We conclude our survey of this book by mentioning the literary controversial part chiefly to be found in Chapter IV, but cropping up elsewhere. It refers to interpolations made in the authorised translation of Krause's "Life of Erasmus Darwin." Only one side is presented; and we are not called upon, here or elsewhere, to discuss the merits of the question.

"LUCK, OR CUNNING, as the Main Means of Organic Modification? an Attempt to throw Additional Light upon the late Mr. Charles Darwin's Theory of Natural Selection" (1887), completes the series of biological books. This is mainly a book of strenuous polemic. It brings out still more forcibly the Hering-Butler doctrine of continued personality from generation to generation, and of the working of unconscious memory throughout; and points out that, while this is implicit in much of the teaching of Herbert Spencer, Romanes, and others, it was nowhere--even after the appearance of "Life and Habit"--explicitly recognised by them, but, on the contrary, masked by inconsistent statements and teaching. Not Luck but Cunning, not the uninspired weeding out by Natural Selection but the intelligent striving of the organism, is at the bottom of the useful variety of organic life. And the parallel is drawn that not the happy accident of time and place, but the Machiavellian cunning of Charles Darwin, succeeded in imposing, as entirely his own, on the civilised world an uninspired and inadequate theory of evolution wherein luck played the leading part; while the more inspired and inspiring views of the older evolutionists had failed by the inferiority of their luck. On this controversy I am bound to say that I do not in the very least share Butler's opinions; and I must ascribe them to his lack of personal familiarity with the biologists of the day and their modes of thought and of work. Butler everywhere undervalues the important work of elimination played by Natural Selection in its widest sense.

The "Conclusion" of "Luck, or Cunning?" shows a strong advance in monistic views, and a yet more marked development in the vibration hypothesis of memory given by Hering and only adopted with the greatest reserve in "Unconscious Memory."

"Our conception, then, concerning the nature of any matter depends solely upon its kind and degree of unrest, that is to say, on the characteristics of the vibrations that are going on within it. The exterior object vibrating in a certain way imparts some of its vibrations to our brain; but if the state of the thing itself depends upon its vibrations, it [the thing] must be considered as to all intents and purposes the vibrations themselves--plus, of course, the underlying substance that is vibrating. . . . The same vibrations, therefore, form the substance remembered, introduce an infinitesimal dose of it within the brain, modify the substance remembering, and, in the course of time, create and further modify the mechanism of both the sensory and the motor nerves. Thought and thing are one.

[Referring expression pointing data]
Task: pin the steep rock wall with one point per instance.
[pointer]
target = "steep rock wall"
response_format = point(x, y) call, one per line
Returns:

*Your objective*: Write out everything in the passage on Butler's biological books from "We conclude our" down to "of the question.".

*Exercise answer*:
We conclude our survey of this book by mentioning the literary controversial part chiefly to be found in Chapter IV, but cropping up elsewhere. It refers to interpolations made in the authorised translation of Krause's "Life of Erasmus Darwin." Only one side is presented; and we are not called upon, here or elsewhere, to discuss the merits of the question.